"""
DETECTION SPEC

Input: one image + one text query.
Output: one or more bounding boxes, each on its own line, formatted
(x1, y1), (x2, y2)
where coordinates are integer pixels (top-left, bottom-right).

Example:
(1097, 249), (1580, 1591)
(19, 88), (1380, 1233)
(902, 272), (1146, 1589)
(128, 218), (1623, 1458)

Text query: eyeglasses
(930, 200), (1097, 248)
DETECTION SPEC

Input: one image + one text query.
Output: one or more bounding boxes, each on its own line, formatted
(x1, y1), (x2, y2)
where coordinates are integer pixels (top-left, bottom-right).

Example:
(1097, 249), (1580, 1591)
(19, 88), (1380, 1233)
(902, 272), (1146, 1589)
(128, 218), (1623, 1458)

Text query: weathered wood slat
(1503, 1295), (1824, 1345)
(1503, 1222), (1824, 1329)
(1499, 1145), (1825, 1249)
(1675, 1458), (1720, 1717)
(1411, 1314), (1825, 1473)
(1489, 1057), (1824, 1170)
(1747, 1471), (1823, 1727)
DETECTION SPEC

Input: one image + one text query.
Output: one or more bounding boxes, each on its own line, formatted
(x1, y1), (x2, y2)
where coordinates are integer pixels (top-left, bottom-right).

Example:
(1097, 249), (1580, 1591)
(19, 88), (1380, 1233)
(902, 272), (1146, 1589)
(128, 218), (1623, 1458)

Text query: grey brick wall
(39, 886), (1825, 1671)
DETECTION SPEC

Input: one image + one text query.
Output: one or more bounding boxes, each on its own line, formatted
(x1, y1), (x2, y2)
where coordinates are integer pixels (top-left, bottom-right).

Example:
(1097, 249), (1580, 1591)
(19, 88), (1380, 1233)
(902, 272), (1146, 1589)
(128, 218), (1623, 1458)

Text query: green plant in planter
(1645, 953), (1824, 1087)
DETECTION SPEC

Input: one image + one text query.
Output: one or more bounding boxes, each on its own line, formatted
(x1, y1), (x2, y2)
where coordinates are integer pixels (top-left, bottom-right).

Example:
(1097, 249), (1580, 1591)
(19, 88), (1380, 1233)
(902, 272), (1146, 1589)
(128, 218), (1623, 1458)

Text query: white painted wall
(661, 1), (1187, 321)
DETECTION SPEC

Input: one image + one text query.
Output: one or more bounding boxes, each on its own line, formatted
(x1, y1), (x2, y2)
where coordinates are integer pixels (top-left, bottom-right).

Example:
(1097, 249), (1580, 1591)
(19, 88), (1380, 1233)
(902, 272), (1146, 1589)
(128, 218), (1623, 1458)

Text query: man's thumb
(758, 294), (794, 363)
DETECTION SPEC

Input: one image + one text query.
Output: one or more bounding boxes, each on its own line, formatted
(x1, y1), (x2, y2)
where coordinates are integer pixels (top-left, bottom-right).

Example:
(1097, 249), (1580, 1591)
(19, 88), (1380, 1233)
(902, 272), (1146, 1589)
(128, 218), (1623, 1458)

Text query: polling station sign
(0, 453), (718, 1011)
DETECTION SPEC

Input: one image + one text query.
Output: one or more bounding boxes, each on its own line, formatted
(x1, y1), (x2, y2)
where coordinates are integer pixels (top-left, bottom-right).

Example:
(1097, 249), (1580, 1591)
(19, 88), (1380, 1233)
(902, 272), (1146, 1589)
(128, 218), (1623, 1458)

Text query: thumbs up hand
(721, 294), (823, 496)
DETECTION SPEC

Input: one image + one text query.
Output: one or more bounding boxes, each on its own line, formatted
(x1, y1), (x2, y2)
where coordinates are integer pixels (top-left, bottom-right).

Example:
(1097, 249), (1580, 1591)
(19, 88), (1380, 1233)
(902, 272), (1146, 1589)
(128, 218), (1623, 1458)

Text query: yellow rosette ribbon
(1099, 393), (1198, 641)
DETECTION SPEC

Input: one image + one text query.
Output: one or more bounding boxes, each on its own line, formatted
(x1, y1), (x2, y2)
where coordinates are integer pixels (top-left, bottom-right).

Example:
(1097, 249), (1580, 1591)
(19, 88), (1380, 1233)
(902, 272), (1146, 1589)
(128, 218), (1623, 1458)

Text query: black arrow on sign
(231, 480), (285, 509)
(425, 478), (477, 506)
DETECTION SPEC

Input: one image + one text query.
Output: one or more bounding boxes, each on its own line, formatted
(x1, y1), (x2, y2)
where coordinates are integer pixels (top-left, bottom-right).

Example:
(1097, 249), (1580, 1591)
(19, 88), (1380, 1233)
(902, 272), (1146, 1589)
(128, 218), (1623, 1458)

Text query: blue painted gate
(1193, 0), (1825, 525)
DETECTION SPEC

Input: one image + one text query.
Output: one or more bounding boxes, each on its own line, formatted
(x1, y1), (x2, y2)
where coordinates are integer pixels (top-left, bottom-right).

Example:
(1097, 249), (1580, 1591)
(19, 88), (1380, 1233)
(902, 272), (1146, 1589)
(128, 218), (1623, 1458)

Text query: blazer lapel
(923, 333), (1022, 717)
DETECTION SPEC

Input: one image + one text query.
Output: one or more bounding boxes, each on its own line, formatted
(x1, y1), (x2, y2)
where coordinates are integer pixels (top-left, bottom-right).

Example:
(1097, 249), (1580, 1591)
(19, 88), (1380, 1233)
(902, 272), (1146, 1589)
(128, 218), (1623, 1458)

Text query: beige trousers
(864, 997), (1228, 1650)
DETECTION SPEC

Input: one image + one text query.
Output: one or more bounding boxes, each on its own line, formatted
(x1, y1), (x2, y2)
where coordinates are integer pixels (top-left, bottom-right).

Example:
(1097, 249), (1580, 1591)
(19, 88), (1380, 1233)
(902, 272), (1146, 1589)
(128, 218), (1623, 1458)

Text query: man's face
"""
- [WORK TO BE COMPLETED] Each entry shown above should be transcribed exactly as written.

- [ANSWER SPACE]
DETECTION SPEC

Input: one image + one text query.
Output: one or more bounding boxes, each on its own line, formatted
(x1, y1), (x2, y2)
where coordinates are integer pixels (top-left, bottom-right).

Example:
(1097, 249), (1580, 1591)
(19, 88), (1380, 1233)
(902, 272), (1146, 1589)
(128, 218), (1623, 1458)

Text query: eyeglasses
(930, 200), (1097, 248)
DETECTION SPEC

Input: one image + one text query.
Output: one or more bounding boxes, each on its own line, formatted
(x1, y1), (x2, y2)
where coordinates are integer pixels (top-left, bottom-right).

Example:
(1097, 249), (1580, 1591)
(19, 88), (1380, 1233)
(902, 272), (1146, 1589)
(128, 218), (1623, 1458)

Text query: weathered wood slat
(1503, 1295), (1824, 1345)
(1503, 1222), (1824, 1329)
(1499, 1145), (1825, 1249)
(1675, 1458), (1720, 1717)
(1411, 1314), (1825, 1473)
(1489, 1057), (1824, 1170)
(1747, 1471), (1823, 1727)
DETECTION SPEC

Input: one image + one text query.
Output: one or more bounding boxes, each on its own line, formatted
(x1, y1), (x2, y2)
where coordinates are integer pixels (top-left, bottom-right).

Example:
(1097, 249), (1580, 1591)
(19, 88), (1380, 1233)
(902, 272), (1146, 1589)
(128, 218), (1623, 1458)

Text query: grey brick wall
(39, 886), (1825, 1671)
DETECTION SPEC

Input: one image + one text query.
Output: one or more bounding boxes, each on its own line, formatted
(x1, y1), (x2, y2)
where coordinates are integer pixels (top-left, bottom-right).

Example:
(1097, 249), (1580, 1591)
(19, 88), (1380, 1233)
(902, 272), (1146, 1589)
(128, 218), (1623, 1458)

Text query: green plant in planter
(1645, 953), (1824, 1087)
DETECTION SPEC

Input: one image + one text query.
Output: one or more bounding boxes, each on its own line, formatted
(x1, y1), (x2, y2)
where coordinates are integer pixels (top-left, bottom-right).

Example:
(1097, 249), (1580, 1591)
(19, 88), (1380, 1233)
(902, 272), (1146, 1589)
(128, 218), (1623, 1458)

Text query: white painted wall
(661, 1), (1187, 321)
DETECTION SPEC

Input: one image + one text query.
Output: one or more bounding boxes, each on its own line, formatted
(x1, y1), (x2, y2)
where coordinates are integer pixels (top-left, bottom-right).

Example:
(1097, 249), (1580, 1591)
(19, 88), (1380, 1233)
(902, 272), (1146, 1589)
(128, 218), (1623, 1458)

Text query: man's thumb
(758, 294), (794, 363)
DETECTION SPEC

Input: one image + one text query.
Output: one or more bounding boxes, each on its own line, formatted
(x1, y1), (x2, y2)
where coordinates are integer pixels (top-left, bottom-right).

Example:
(1097, 249), (1580, 1591)
(19, 88), (1380, 1233)
(902, 272), (1146, 1589)
(128, 218), (1623, 1458)

Text query: polling station sign
(0, 453), (718, 1011)
DETECTION SPEC

Input: one image + one text query.
Output: one or more bounding boxes, each on its own line, formatted
(x1, y1), (x2, y2)
where coordinates are integer pixels (top-left, bottom-right).

Example:
(1097, 249), (1580, 1591)
(19, 88), (1380, 1233)
(902, 272), (1146, 1589)
(128, 218), (1623, 1458)

Text query: thumbs up hand
(721, 294), (823, 496)
DETECTION SPEC

Input: one image + one text query.
Output: one or more bounding boxes, each on its own line, formatted
(x1, y1), (x2, y2)
where coordinates are integer pixels (top-left, bottom-right).

Example:
(1097, 249), (1580, 1591)
(19, 88), (1380, 1233)
(902, 272), (1146, 1589)
(128, 218), (1623, 1458)

Text query: yellow rosette ribbon
(1099, 393), (1198, 641)
DETECTION SPEC

Input: one image + one text query.
Output: one or more bounding boxes, each on its own line, formatted
(x1, y1), (x2, y2)
where coordinates are integer pixels (top-left, bottom-right).

Example:
(1097, 249), (1580, 1591)
(19, 88), (1380, 1233)
(902, 272), (1146, 1589)
(128, 218), (1623, 1458)

Text query: black arrow on sign
(231, 480), (285, 509)
(425, 478), (477, 506)
DETECTION SPEC

Input: one image + one text query.
Output: one or more bounding boxes, each on its own line, formatted
(x1, y1), (x2, y2)
where coordinates are integer pixels (top-left, bottom-right).

Example:
(1097, 249), (1580, 1591)
(19, 88), (1380, 1233)
(902, 272), (1146, 1589)
(128, 218), (1623, 1458)

Text query: blue painted gate
(1193, 0), (1825, 525)
DETECTION SPEC

Input: one image + one text query.
Output: one or more bounding boxes, each on its own line, formatted
(x1, y1), (x2, y2)
where coordinates are integer pixels (top-left, bottom-right).

Example:
(1097, 249), (1580, 1591)
(19, 88), (1380, 1233)
(902, 272), (1146, 1589)
(128, 218), (1623, 1458)

Text query: blazer lapel
(923, 333), (1022, 717)
DETECTION SPEC

Input: one image + one text query.
Output: one or more bounding boxes, each on its own line, formatted
(x1, y1), (x2, y2)
where coordinates are integer pixels (top-left, bottom-right).

Example:
(1097, 249), (1580, 1591)
(19, 88), (1380, 1233)
(902, 272), (1146, 1589)
(128, 218), (1623, 1458)

Text query: beige trousers
(864, 997), (1228, 1650)
DETECTION SPEC

Input: one image + one text query.
Output: one or more bounding boxes, each on its own line, formatted
(x1, y1), (x2, y2)
where coordinates are integer pixels (top-left, bottom-right).

Example:
(1097, 249), (1580, 1591)
(19, 88), (1380, 1233)
(902, 272), (1146, 1589)
(128, 218), (1623, 1458)

Text query: man's face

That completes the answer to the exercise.